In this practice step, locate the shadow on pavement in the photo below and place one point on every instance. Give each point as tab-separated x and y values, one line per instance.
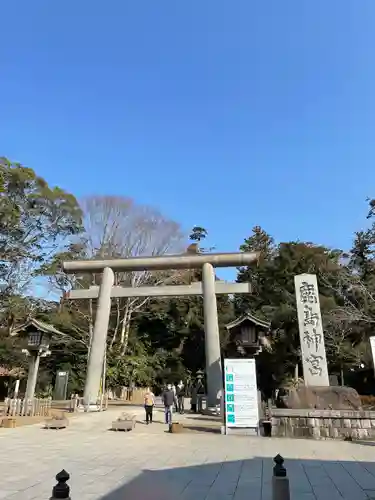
252	479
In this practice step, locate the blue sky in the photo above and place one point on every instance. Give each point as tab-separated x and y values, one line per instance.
226	114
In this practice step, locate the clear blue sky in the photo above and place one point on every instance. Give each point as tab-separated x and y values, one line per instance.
225	114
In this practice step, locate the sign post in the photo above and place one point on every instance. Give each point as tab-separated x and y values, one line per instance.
314	360
241	395
372	344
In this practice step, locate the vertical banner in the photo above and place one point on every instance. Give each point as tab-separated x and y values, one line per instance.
241	393
372	344
313	352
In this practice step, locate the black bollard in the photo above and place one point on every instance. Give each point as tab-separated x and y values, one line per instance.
280	482
61	490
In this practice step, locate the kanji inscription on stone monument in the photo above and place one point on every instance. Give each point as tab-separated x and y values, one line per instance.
313	352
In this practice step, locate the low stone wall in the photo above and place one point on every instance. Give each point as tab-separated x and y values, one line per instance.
323	424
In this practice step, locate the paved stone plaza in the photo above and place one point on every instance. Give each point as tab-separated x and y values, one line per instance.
150	464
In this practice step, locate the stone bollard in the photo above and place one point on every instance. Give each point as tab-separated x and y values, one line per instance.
61	490
280	483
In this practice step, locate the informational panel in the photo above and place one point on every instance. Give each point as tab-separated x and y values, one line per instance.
314	361
241	395
61	386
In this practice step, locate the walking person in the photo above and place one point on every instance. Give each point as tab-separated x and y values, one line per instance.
194	399
149	405
168	401
175	398
181	397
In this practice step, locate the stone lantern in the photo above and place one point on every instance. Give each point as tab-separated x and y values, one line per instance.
247	336
37	336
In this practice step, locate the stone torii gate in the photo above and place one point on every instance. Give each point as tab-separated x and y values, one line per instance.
208	288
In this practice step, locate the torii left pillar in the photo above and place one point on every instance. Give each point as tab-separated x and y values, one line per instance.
99	340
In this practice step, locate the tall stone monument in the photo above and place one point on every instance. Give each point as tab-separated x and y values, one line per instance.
313	352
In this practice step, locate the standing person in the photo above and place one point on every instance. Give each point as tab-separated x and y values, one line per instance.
175	397
181	397
194	399
149	405
168	401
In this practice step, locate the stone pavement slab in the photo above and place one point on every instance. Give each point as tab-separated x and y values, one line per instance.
150	463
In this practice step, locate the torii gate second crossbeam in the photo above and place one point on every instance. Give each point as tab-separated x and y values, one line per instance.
******
Task to carry out :: Repeat every record above exactly, except the pictures.

Response for this exercise ::
In this practice step, locate the shadow on pavement in the photo below and place one point on every instance. Give each point as tab-separated x and y values, one line per instance.
252	479
In this practice step, locate the blue sky in the photo above and place one point on every instance. Give each point as tab-separated x and y values, one line per instance.
226	114
In this practice step, locate the clear blue sky in the photo above and place one point on every instance. Give each point as tab-separated x and y values, one line per instance.
225	114
In this practice step, locate the sign post in the photo above and place one point on every instance. Give each point as tab-separated x and y values, one line per instance.
314	360
241	395
372	344
In this practice step, locate the vertical banner in the photo above and place one point on every instance. Give each point as tab-separated x and y values, one line per instance.
241	393
372	344
313	352
In this practice step, locate the black bollard in the photo above and place one point on every instance. Give each point as tab-separated x and y values, one line per instance.
280	482
61	490
In this practice step, locate the kanji inscription on stone monument in the photo above and place one point on every instance. Give each point as tab-separated x and y values, one line per instance.
313	352
In this practice step, locate the low stone wall in the photo above and place one point on every instance. Give each point as tab-separated x and y values, one line per instance.
323	424
In this practice step, locate the paved stone plaza in the photo above and place one point on every instance. Give each point as tab-separated x and y values, one line per instance.
150	464
In this practice step, locate the stone bollard in the photo above and place one point on every instance. Give each point as tab-separated x and y values, one line per instance.
61	490
280	483
In this practice step, locate the informational panel in the photo above and place one point on every instance. Give each point as tab-separated x and y values, one line per instance.
314	361
241	395
61	386
In this practice step, locate the walking person in the photo above and place one point on every instance. Give each point as tab-separated x and y values, one line per instance.
194	399
149	405
168	401
175	398
181	397
In this practice step, locate the stone lantern in the photo above and place one point on every instance. Give each point as tab-separated x and y values, one line per instance.
247	336
37	336
In this practice step, locate the stone torii gate in the photo above and place one point on every instance. Give each point as tab-separated x and y values, one line per instance.
208	288
In this practice step, locate the torii left pillar in the photo above and place one point on every instance. Give each point as tab-separated x and y values, one line per instance.
99	340
In this practice step, locate the tall stone monument in the photo above and place one point on every instance. Give each point as tab-separated x and y values, one line per instance.
313	352
In this practice step, locate the standing person in the photo above and place one point on every instance. Give each point as tab-separated x and y values, one line per instance.
175	397
181	397
194	399
149	405
168	401
In this practice step, locate the stone pavement slab in the photo above and place one point on every instance. Give each point as tab-separated x and y values, one line per instance.
150	463
In this practice step, locate the torii gate second crossbeam in the photo above and place one point on every instance. Give each point as tab-separated x and y values, one line per instance.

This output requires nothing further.